(Document excerpt)
....

UNITED STATES DISTRICT COURT EASTERN DISTRICT OF MICHIGAN SOUTHERN DIVISION
Jan 24, 2012
No. 09-14063 (E.D. Mich. Jan. 24, 2012)

Opinion

No. 09-14063

01-24-2012

MFS & COMPANY, LLC, Plaintiff, v. CATERPILLAR, INC., Defendant.


Hon. Gerald E. Rosen


OPINION AND ORDER PARTIALLY SETTING ASIDE THE MAGISTRATE

JUDGE'S ORDER AND GRANTING DEFENDANT'S MOTION

TO CONDUCT ADDITIONAL DISCOVERY


I. INTRODUCTION

On November 19, 2010, Magistrate Judge Hluchaniuk issued an order disposing of seven separate discovery motions. Defendant timely objected to part of the Magistrate Judge's order. Subsequently, Defendant also filed a related motion to conduct additional discovery. Having reviewed the parties' briefs and the record, the Court finds that the pertinent allegations and legal arguments are sufficiently addressed in these materials and that oral argument would not assist in the resolution of this motion. Accordingly, the Court will decide Defendant's motions "on the briefs." See E. D. Mich. LR 7.1(f)(2). The Court's opinion and order is set forth below.

II. FACTUAL BACKGROUND

This case centers on a contract dispute involving a minimum purchase contract for engine parts. A detailed account of the parties' dispute is available in the Court's prior opinion addressing cross-motions for summary judgment. See MFS & Co., LLC v. Caterpillar, Inc., 09-14063, 2011 WL 4693897, at *1-*2 (E. D. Mich. Oct. 6, 2011). A brief summary will suffice for present purposes: Caterpillar, Inc. ("Defendant") had an extensive relationship with Cyltec, a company that manufactured engine components for Defendant's equipment. Cyltec eventually became insolvent, and MFS & Company LLC ("Plaintiff") received Cyltec's claims against Defendant as part of Cyltec's assignment for the benefit of creditors.

At issue is a minimum purchase contract entered into by Defendant, memorialized in a purchase order that was submitted to Cyltec. Plaintiff claims that Defendant breached the minimum purchase contract and induced Cyltec to make significant capital investments in preparation for performance of the contract. Defendant claims alternatively that no minimum purchase agreement existed, that Defendant did not breach any such agreement, or that Defendant was justified in breaching the agreement. The Court, in an opinion and order on the parties' cross-motions for summary judgment, determined that a minimum purchase contract indeed existed. The Court also considered other claims made by the parties, including a number of affirmative defenses proffered by Defendant. While the Court struck many of Defendant's affirmative defenses, those that remain include anticipatory repudiation, insolvency, inability to perform, impossibility of performance, release, changed circumstances, and others.

....

(Goal 1) Translate into Spanish this sentence from the court opinion excerpt: "Defendant timely objected to part of the Magistrate Judge's order."
The court opinion excerpt and the listing that follows it come from separate, unrelated sources.

(Extracted data)
....

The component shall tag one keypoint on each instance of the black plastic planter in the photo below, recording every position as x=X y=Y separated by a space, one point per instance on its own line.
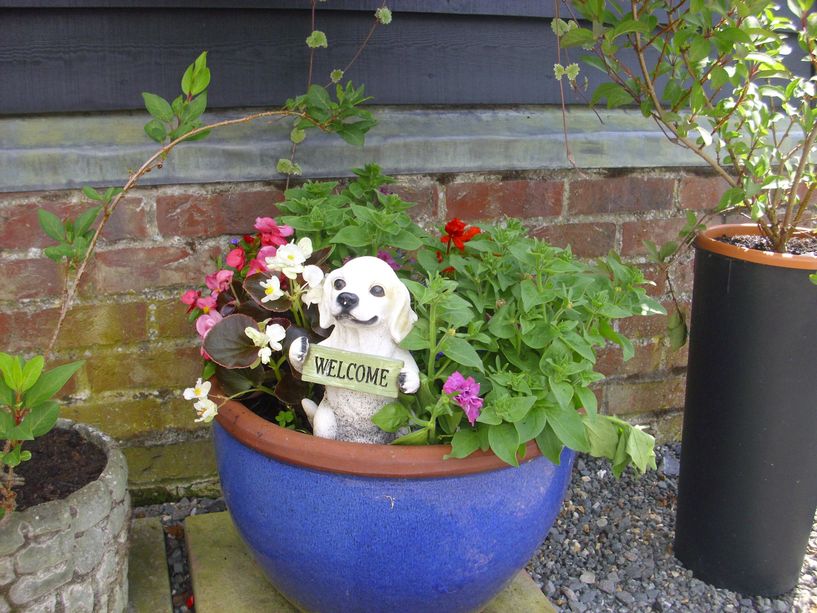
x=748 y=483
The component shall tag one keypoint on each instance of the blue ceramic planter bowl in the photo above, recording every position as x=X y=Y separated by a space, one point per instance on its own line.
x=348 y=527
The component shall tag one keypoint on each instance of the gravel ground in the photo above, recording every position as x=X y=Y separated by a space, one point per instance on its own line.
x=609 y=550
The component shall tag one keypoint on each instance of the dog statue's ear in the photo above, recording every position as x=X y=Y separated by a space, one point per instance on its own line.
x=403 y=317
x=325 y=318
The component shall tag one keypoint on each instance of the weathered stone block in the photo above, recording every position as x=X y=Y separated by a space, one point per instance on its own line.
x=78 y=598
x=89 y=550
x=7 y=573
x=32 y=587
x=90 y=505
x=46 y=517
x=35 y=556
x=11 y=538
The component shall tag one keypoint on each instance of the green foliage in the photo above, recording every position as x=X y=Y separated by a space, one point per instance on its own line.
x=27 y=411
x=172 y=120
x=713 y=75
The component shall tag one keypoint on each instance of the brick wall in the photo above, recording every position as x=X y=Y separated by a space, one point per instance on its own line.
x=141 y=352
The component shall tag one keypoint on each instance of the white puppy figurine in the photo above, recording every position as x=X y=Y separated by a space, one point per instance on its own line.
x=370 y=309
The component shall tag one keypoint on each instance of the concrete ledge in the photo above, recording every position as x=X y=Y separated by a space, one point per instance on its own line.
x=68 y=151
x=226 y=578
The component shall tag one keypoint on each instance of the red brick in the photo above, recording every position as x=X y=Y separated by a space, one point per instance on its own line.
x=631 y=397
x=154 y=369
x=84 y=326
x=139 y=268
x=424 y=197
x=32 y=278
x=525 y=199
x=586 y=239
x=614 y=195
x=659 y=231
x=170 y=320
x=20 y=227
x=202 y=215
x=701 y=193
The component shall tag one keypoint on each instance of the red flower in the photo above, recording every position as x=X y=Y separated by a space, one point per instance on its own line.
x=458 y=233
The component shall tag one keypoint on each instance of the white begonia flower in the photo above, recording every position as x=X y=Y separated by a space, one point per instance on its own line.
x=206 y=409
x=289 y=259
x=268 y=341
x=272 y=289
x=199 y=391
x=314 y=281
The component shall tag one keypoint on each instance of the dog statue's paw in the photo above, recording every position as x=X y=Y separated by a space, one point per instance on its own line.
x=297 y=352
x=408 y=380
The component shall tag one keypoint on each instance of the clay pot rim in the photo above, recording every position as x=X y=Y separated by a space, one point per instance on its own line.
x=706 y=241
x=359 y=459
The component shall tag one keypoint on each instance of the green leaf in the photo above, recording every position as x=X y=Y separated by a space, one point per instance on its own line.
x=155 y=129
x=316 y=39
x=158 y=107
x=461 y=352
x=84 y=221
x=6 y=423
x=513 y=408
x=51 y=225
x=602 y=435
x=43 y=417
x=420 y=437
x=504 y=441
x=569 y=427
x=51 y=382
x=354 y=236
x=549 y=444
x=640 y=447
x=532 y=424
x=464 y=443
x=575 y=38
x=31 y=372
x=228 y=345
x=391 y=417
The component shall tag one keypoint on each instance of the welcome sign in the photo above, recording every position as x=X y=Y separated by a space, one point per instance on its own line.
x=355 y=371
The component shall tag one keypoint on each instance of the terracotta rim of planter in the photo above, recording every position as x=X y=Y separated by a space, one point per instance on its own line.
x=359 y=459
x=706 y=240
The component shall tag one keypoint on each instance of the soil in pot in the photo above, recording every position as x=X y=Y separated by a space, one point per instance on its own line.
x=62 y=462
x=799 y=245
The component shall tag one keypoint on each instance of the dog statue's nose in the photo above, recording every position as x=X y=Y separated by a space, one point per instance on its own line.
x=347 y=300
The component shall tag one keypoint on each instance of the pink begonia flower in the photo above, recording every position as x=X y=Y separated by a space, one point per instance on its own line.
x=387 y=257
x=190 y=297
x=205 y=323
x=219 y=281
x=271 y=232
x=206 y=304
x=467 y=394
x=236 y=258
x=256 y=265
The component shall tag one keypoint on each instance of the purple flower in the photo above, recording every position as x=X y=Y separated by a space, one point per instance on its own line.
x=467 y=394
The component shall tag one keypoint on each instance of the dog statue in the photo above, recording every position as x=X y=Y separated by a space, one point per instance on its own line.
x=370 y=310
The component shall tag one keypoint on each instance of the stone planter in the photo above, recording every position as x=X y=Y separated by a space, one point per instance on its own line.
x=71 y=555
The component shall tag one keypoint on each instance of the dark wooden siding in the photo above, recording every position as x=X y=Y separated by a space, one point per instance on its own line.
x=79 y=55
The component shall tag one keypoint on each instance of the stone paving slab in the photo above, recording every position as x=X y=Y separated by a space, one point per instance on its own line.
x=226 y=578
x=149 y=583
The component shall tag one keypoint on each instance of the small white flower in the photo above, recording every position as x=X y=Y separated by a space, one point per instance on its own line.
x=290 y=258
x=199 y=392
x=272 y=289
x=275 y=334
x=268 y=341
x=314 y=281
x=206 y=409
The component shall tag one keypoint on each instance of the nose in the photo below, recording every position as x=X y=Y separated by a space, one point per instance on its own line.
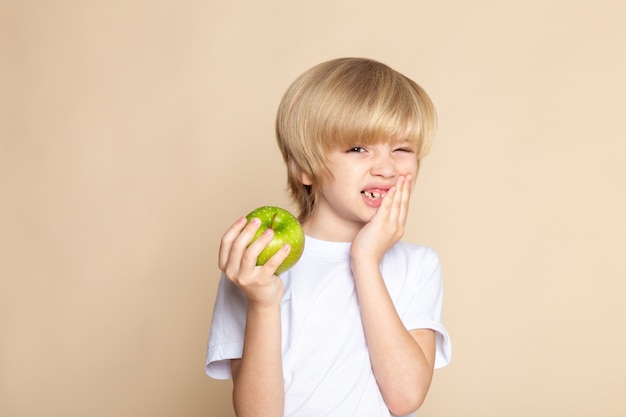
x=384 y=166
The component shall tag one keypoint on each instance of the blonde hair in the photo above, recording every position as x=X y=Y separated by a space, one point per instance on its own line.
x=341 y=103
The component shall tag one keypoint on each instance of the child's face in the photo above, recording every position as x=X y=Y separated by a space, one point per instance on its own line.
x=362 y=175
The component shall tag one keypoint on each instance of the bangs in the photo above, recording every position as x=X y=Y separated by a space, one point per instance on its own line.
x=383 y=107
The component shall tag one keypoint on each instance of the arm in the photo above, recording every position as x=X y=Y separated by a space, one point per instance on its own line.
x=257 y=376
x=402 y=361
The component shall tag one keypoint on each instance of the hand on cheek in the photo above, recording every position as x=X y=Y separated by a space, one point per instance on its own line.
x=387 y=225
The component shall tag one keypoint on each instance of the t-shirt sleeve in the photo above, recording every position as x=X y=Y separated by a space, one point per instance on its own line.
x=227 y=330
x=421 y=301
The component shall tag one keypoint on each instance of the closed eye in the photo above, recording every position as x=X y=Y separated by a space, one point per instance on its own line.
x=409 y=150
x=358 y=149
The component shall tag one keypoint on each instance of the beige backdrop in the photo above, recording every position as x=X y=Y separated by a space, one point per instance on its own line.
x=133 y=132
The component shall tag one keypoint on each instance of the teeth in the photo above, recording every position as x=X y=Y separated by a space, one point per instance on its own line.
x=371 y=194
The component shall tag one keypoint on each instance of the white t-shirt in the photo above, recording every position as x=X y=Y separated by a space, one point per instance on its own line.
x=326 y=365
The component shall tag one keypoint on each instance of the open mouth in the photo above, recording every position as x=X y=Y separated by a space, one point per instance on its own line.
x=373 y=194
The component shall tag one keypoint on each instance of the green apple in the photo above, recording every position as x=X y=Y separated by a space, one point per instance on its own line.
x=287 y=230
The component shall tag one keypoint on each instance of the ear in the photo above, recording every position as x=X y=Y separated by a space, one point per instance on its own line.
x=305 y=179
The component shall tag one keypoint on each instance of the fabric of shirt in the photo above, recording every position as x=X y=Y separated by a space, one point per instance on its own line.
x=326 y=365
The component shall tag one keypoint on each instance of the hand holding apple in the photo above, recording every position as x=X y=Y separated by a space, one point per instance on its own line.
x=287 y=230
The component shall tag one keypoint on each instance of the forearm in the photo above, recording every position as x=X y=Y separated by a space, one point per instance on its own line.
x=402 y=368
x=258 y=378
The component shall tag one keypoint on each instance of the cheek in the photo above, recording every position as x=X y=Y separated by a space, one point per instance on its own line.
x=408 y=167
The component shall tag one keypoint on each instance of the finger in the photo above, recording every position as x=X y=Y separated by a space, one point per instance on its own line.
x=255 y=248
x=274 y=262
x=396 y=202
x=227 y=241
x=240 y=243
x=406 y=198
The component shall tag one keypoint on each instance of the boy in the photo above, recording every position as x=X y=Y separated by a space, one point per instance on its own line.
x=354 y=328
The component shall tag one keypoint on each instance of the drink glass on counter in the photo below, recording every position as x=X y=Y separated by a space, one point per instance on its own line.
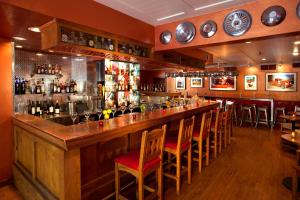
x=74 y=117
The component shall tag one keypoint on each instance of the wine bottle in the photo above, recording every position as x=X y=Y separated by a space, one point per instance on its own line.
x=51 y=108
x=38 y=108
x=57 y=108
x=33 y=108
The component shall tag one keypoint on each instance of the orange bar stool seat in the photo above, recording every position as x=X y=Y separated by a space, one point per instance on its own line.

....

(Goal 2) In the listing, swap "keypoint" for "landmark" from the line with "of the blue" to the line with "x=370 y=309", leaving everything else unchanged, and give back only those lines.

(Complete output 1) La parte demandada objetó oportunamente parte de la orden del juez magistrado.

(Complete output 2)
The component shall tag one landmark on each instance of the blue ceramic planter bowl in the photo above, recording every position as x=X y=Y separated by a space, one point per instance on its own line.
x=348 y=527
The component shall tag one landmark on each instance of the gravel ground in the photo above, recording every position as x=X y=Y separated by a space, one point per instance on its own line.
x=609 y=550
The component shall tag one landmark on each instance of the dog statue's ear in the photo above, recording every position as x=X y=Y separated by a space, one point per instance on its own line.
x=403 y=317
x=325 y=318
The component shall tag one landmark on each instance of the weathered stone block in the photo above, recording every position as x=X y=Y separated by a space, one point per instance on its own line.
x=78 y=598
x=89 y=550
x=7 y=573
x=32 y=587
x=90 y=505
x=46 y=517
x=35 y=556
x=11 y=538
The component shall tag one landmark on each instance of the green foliage in the photo above, recording every position as x=X y=Y separated by a space, one point per instance on its own line.
x=27 y=411
x=172 y=120
x=713 y=75
The component shall tag one landmark on each instance of the brick wall in the photo above, recording every position as x=X y=Y separated by a space, one point per instance on its own line.
x=141 y=352
The component shall tag one landmark on each instance of the white puppy figurine in the photo above, recording every position as x=X y=Y separated by a space, one point per instance on its own line.
x=370 y=309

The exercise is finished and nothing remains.